_Required work_
Rewrite the material below so that every "bounding box" becomes "enclosing box", keeping all other text the same.

_ _ _ _ _

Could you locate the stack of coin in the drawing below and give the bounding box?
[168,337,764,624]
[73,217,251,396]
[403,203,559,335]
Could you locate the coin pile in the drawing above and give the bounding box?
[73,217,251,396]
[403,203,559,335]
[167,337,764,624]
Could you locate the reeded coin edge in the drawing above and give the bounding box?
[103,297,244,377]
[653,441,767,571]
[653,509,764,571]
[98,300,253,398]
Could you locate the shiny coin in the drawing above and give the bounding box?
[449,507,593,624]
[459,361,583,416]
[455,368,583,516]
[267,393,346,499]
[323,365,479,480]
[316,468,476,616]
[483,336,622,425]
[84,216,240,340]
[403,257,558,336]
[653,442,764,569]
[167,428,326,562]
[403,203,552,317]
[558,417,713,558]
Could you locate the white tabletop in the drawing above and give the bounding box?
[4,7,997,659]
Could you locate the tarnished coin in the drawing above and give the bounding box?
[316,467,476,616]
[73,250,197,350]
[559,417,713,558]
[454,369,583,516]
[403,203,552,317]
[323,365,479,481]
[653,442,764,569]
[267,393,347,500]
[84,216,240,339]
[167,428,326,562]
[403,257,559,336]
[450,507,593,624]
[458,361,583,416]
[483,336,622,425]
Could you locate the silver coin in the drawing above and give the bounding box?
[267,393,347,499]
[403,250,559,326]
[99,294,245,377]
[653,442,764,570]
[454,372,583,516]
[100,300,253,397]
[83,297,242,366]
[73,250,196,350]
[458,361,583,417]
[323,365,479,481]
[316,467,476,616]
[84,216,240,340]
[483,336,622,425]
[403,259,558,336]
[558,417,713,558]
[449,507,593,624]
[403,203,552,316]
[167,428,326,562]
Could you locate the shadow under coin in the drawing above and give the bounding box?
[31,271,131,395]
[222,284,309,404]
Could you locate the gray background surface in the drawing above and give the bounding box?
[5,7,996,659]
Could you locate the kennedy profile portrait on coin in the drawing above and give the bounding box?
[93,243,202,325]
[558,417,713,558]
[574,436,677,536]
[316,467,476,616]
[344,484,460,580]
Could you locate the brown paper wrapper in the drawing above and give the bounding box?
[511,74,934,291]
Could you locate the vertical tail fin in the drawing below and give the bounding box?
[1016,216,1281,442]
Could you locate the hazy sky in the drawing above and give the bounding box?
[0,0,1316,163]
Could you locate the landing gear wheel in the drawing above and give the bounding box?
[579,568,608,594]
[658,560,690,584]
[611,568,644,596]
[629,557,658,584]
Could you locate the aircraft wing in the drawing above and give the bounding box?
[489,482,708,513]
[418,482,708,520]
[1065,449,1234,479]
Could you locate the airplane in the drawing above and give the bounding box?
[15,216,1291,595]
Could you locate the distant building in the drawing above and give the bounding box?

_ _ _ _ _

_In response_
Could you locate the stack of coin in the drawing below and give the enclosing box?
[168,337,764,624]
[73,217,251,396]
[403,203,559,335]
Could you locate the coin pile in the drawing above and give the enclosing box?
[73,217,251,396]
[403,203,559,335]
[167,337,764,624]
Could you locate the reeded coin edge in the drawing above and give the enclosing box?
[103,297,244,377]
[653,441,767,571]
[653,509,764,571]
[98,300,253,398]
Could you locate the shiny coin in the drawing above and give the enclosing box?
[449,507,593,624]
[459,361,583,416]
[455,368,583,516]
[267,393,346,499]
[323,365,479,480]
[316,468,476,616]
[483,336,622,425]
[84,216,240,340]
[403,257,558,336]
[653,442,764,569]
[167,428,326,562]
[403,203,552,317]
[558,417,713,558]
Could you locate the white tabletop in the drawing above and give the enclosing box?
[4,7,997,659]
Could you locate the tarnished coin in the drawing above and give the enclosing box?
[316,467,476,616]
[73,250,197,350]
[559,417,713,558]
[454,369,583,516]
[403,203,552,317]
[323,365,479,481]
[653,442,764,569]
[267,393,347,500]
[84,216,240,339]
[167,428,326,562]
[403,257,559,336]
[450,507,593,624]
[458,361,583,416]
[483,336,622,425]
Could you locate the silver coin in the drawing above and give the enclosing box?
[267,393,347,499]
[403,250,559,326]
[99,294,245,377]
[653,442,764,570]
[454,372,583,516]
[100,300,253,397]
[83,297,242,366]
[73,250,196,350]
[458,361,583,417]
[323,365,479,481]
[316,467,476,616]
[84,216,240,340]
[483,336,622,425]
[403,259,558,336]
[558,417,713,558]
[449,507,593,624]
[403,203,552,316]
[167,428,326,562]
Could you locate the shadow under coin in the drawing above and give the enclosing box?
[31,271,131,395]
[222,284,309,404]
Could you locate the gray background surface in the drawing above and give the enclosing box?
[5,7,996,659]
Could you locate the kennedy profile portrait on coin in the drawing above and give the enclosing box?
[93,243,202,325]
[558,417,713,558]
[574,436,677,536]
[316,467,476,616]
[344,484,460,580]
Could you locate the brown paper wrapper in the drawing above and give the enclosing box?
[511,74,934,291]
Could you locate the vertical tail fin in the drawing below and give the enclosing box?
[1016,216,1281,442]
Could you locate the hazy sky in the drawing above and give the enclosing box?
[0,0,1316,163]
Could you locate the landing gear wheel in the drawing above and give the enclosing box?
[579,568,608,594]
[658,560,690,584]
[611,568,644,596]
[629,557,658,584]
Could you locate the aircraft wing in the drawing above and give the enclosing box?
[489,482,708,513]
[418,482,708,520]
[1065,449,1234,479]
Could you locate the airplane in the drawing above and give the enclosing box?
[15,216,1291,595]
Could you locate the distant building in the drawing above and give the enclosing box?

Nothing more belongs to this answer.